• _FRAGMENTO FUENTE_

Tendrán que abordar
las insatisfacciones de la sociedad y las relaciones internacionales.
Me embarqué en un viaje
de estudio a China organizado por el European Council on Foreign Relations
(ECFR), suponiendo que el mayor reto a que se enfrentaba el país giraba en
torno al fomento del consumo doméstico para mantener tasas de crecimiento
elevadas. Concluido el viaje, aprecio una compleja imagen, mezcla de
autoconfianza e incertidumbre, de aplomo y agitación.
Pese a su inminencia, un
halo de misterio envuelve el XVIII Congreso del Partido Comunista Chino (PCCh).
Se supone que tendrá lugar en octubre, pero las fechas exactas siguen siendo
desconocidas y es poco lo que ha trascendido acerca del proceso interno y de
las deliberaciones preparatorias.
Creíamos saber al menos
el nombre del ungido nuevo secretario general del PCCh —Xi Jinping—, aunque
nadie fuera capaz de agotar medio minuto detallando sus ideas y previsibles
líneas de actuación. Su misteriosa evaporación —Jinping estuvo desaparecido dos
semanas, cancelando de forma repentina reuniones con la secretaria de Estado de
EE UU y con los primeros ministros de Dinamarca y Singapur, actuaciones especialmente
extraordinarias en un país obsesionado por el protocolo— no hizo más que
alentar conjeturas y acentuar el interés en este decisivo traspaso de poderes.

• _LO QUE HARÁS_
1/ En el fragmento sobre la política china, ¿cuánto tiempo estuvo desaparecido Xi Jinping?
2/ Continúa el fragmento sobre la política china a partir de su última oración.
Los registros no tienen ningún papel en esta parte.

• _REGISTROS DE DATOS_
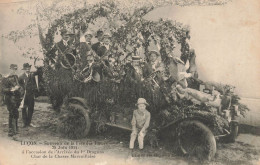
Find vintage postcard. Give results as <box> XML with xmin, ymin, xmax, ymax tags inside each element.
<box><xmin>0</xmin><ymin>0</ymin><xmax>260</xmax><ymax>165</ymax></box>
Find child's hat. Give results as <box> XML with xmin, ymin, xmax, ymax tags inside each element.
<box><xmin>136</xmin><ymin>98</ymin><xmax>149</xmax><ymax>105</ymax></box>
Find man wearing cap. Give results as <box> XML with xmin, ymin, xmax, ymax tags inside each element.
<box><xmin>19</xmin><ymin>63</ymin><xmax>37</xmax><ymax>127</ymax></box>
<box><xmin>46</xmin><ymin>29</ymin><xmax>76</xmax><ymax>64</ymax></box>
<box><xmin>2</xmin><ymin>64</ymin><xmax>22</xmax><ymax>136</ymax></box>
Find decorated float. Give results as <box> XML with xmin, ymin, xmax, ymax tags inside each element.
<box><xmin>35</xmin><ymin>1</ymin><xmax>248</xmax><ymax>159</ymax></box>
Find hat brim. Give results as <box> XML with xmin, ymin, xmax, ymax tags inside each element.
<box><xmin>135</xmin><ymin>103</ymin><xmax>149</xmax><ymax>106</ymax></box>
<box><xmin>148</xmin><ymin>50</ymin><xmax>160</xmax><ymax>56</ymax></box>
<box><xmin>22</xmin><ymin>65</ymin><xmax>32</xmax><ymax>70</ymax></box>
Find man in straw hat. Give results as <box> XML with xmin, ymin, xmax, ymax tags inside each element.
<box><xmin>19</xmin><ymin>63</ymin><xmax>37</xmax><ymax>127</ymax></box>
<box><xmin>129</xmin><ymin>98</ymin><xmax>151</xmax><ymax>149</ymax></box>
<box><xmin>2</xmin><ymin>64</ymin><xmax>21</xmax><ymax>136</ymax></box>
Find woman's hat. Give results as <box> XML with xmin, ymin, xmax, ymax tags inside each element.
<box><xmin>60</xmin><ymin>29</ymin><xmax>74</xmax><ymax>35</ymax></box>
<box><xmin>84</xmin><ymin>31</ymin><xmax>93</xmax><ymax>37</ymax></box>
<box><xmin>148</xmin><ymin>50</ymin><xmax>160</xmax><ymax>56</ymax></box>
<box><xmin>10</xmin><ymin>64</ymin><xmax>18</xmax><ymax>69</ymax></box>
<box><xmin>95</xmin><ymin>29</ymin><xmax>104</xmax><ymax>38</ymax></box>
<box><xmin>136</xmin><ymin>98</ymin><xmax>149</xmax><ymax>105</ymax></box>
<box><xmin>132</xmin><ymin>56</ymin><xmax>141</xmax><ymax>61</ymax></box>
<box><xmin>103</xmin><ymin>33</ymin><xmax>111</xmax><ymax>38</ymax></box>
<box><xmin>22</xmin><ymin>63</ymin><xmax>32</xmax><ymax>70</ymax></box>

• _RESPUESTAS_
1/ Dos semanas.

2/
Esta desaparición permitió cuestionar, además, cómo un liderazgo propenso al
secretismo puede gobernar eficazmente la segunda economía mundial.
A pesar de la solidez
monolítica que exhibe de cara al exterior, China se encuentra en estado de
mutación. Alardea de confianza de puertas afuera, mientras internamente bulle
de asimetrías. Su indudable éxito económico —aunque esté estrechamente
vinculado a la globalización del comercio— destaca en descarnada oposición al
notorio sentido de crisis e inseguridad que se respira entre bastidores.
En este contexto, los
dirigentes de China se enfrentan en la actualidad a dos retos bien definidos:
el primero se centra en las crecientes exigencias e insatisfacciones de la
sociedad china en general —de los campesinos a los trabajadores urbanos, de los
estudiantes a los pensionistas—; el segundo gira en torno a la actitud del país
en el ámbito de las relaciones internacionales. ¿Será capaz el nuevo Gobierno
de abordar estas cuestiones?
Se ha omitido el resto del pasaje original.